(Records from a data collection)
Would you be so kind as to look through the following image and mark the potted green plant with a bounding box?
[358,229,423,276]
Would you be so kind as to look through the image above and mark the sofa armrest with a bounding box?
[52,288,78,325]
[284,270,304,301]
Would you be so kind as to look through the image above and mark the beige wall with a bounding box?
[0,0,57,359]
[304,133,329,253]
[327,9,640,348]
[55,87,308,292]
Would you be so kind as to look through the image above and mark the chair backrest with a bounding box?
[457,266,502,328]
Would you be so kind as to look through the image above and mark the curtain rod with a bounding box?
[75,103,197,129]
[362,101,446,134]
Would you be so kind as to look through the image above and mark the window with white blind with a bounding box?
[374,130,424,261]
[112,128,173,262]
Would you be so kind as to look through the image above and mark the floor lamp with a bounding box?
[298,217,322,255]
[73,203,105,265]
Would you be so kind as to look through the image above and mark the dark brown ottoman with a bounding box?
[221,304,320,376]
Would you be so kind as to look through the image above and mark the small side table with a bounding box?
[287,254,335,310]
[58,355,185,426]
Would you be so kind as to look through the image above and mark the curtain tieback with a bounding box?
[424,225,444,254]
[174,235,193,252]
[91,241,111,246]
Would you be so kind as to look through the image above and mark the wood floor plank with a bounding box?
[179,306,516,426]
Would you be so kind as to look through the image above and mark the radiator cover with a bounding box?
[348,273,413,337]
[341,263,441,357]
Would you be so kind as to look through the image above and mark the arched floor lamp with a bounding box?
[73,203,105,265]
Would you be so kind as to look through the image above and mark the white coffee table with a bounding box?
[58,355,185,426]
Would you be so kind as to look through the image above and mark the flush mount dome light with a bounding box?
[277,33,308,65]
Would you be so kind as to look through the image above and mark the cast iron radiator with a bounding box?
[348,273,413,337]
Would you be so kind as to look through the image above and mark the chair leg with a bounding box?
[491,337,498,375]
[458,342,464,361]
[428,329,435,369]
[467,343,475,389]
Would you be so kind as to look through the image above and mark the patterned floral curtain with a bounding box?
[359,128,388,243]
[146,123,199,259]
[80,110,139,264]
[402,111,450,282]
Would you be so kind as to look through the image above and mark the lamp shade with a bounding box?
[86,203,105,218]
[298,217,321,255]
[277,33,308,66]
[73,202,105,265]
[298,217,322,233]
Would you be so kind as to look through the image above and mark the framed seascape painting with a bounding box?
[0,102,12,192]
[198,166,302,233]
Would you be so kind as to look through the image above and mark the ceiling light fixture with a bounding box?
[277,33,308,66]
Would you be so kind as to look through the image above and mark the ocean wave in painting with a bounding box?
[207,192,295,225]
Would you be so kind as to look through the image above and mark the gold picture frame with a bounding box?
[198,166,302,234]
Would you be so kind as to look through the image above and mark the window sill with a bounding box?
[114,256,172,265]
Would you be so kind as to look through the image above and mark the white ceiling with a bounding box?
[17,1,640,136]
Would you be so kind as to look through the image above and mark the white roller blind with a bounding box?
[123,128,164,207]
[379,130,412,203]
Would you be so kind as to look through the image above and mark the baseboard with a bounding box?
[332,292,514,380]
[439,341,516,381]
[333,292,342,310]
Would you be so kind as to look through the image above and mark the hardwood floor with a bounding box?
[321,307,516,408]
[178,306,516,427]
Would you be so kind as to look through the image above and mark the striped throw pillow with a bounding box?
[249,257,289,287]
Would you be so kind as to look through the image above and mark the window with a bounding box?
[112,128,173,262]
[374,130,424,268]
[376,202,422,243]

**WHAT YOU NEED TO DO**
With nothing left out, transcribe the records above exactly.

**TASK RESULT**
Would you be so kind as to look through the following image and mark the potted green plant with a bounding box?
[358,229,423,276]
Would you be so kind as to look through the image above and mark the sofa armrest with a bounding box?
[52,288,78,325]
[284,270,304,301]
Would you be so kind as to look through the image above and mark the beige wall with a bounding box?
[0,0,57,359]
[304,133,329,253]
[327,9,640,348]
[55,87,308,292]
Would you be so kind as to look through the image above and mark the chair backrest with a bounding box?
[457,266,502,328]
Would you be so kind as to look through the image above and mark the curtain rod with a bounding box?
[75,103,197,129]
[362,101,446,134]
Would you be so kind as to look through the image above and mark the window with white blind with a bounding box?
[374,130,424,261]
[112,128,173,262]
Would you be so kind as to look through the image above and mark the floor lamp with a bounding box?
[298,217,322,255]
[73,203,105,265]
Would you be so kind as to look through the image above and mark the dark brown ottoman with a bounding box?
[221,304,320,376]
Would you be so kind as to look through the image above and mark the small side table with a bounding box?
[287,254,335,310]
[58,355,185,426]
Would you be so kind as to look through the image above and mark the curtain tieback with a bounding box?
[424,225,444,254]
[174,235,193,252]
[91,241,111,246]
Would you be so kind as to look through the image above and mark the wood floor plank with a bounding box?
[179,306,516,426]
Would you be so kind as to look through the image above and mark the radiator cover with a bounding box?
[348,273,413,337]
[341,263,441,357]
Would you be so kind as to look through the image above and mark the arched floor lamp with a bounding box?
[73,203,105,265]
Would you be so kind as to look through the image above and mark the white coffee table with a bounding box?
[58,355,185,426]
Would you be so kind as to look through the image above and mark the flush mount dome light with a bounding box?
[277,33,308,65]
Would you be so kind as to look through the image above and mark the cast iron radiator with a bounding box?
[348,273,413,337]
Would you be so kind as to look through the image above and mark the chair leg with a bounding box?
[491,337,498,375]
[458,342,464,361]
[428,329,435,369]
[467,343,475,389]
Would you be so kind as to look through the image above and mark the patterned floral curtain with a bounding box?
[359,128,388,243]
[146,123,199,259]
[80,110,139,264]
[402,111,450,282]
Would you be so kind as to look through the image above and mark the lamp shade with a bounding box?
[86,203,105,218]
[298,217,321,255]
[277,33,308,66]
[73,202,105,265]
[298,217,322,233]
Would you be so kind as to look through the image above and mark the framed seascape painting with a bounding box?
[0,102,12,192]
[198,166,302,233]
Would you be so kind as to look through the image above and mark the ceiling light fixture with a bounding box?
[277,33,308,66]
Would you be so kind as to look through the image above and mark the ocean wave in painting with a bounding box?
[207,192,295,225]
Would you be so kind as to look through the image above and mark the gold picture frame with a bounding box?
[198,166,302,234]
Would you be so kind as to look through the image above and mark the window sill with a bounding box?
[114,256,172,265]
Would you be so kind as to look through the image above and mark the white ceiling with a bounding box?
[17,1,640,136]
Would you be so kind as to look through the image above and mark the white roller blind with a bounding box?
[123,128,164,207]
[379,130,412,203]
Would you be so kind as to look through the image above and mark the baseboard with a bounding box?
[332,292,514,380]
[439,341,516,381]
[333,292,342,310]
Would you be so kind as to look through the image above and mark the hardwood floor with a bounding box?
[321,307,516,408]
[178,306,516,427]
Would you be so kind as to look through the image above and mark the striped throw pillow with a bounding box?
[249,257,289,287]
Would you be so kind as to look through the image above and mark the window with a bounding box?
[112,128,173,262]
[374,130,424,268]
[376,202,422,243]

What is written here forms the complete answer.